◆ **Items from a data source**
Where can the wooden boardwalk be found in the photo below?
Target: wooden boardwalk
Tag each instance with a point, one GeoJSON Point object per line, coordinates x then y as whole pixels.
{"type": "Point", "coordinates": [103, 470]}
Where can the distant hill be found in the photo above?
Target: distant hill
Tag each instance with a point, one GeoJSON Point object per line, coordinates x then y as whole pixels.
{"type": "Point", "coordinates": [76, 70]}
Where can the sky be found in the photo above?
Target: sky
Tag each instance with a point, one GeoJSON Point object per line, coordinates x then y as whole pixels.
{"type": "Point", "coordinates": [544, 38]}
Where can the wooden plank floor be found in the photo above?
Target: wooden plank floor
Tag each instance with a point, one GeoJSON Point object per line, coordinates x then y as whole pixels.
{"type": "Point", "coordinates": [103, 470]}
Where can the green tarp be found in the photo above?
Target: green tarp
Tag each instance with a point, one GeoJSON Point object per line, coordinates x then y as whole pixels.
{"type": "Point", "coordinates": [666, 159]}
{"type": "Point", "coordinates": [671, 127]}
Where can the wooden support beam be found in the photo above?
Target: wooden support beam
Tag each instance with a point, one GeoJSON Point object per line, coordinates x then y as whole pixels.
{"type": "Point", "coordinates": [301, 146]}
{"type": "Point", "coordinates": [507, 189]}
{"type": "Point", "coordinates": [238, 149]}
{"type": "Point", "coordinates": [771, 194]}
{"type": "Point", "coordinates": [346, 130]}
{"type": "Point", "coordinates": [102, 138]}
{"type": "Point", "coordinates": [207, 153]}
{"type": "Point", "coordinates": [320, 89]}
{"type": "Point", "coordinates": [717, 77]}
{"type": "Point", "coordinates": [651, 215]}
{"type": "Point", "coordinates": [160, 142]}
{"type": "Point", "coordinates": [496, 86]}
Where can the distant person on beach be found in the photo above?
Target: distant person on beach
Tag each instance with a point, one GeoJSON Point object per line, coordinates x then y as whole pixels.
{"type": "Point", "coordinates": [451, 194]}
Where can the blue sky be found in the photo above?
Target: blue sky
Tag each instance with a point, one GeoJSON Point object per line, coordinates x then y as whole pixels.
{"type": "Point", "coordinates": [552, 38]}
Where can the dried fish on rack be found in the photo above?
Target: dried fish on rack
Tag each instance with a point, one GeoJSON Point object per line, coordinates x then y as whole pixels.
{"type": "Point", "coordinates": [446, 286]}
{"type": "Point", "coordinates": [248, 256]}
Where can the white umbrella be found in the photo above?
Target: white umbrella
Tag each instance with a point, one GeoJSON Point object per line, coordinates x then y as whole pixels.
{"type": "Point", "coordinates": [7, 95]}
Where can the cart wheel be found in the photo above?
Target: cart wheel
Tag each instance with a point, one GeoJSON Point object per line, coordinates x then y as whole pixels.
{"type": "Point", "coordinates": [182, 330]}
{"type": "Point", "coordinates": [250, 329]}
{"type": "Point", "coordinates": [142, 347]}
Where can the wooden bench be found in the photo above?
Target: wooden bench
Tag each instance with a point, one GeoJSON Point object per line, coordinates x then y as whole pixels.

◆ **Problem description**
Only a number is expected: the count of lines in the data that contain the word "umbrella".

◆ **Solution to this task**
2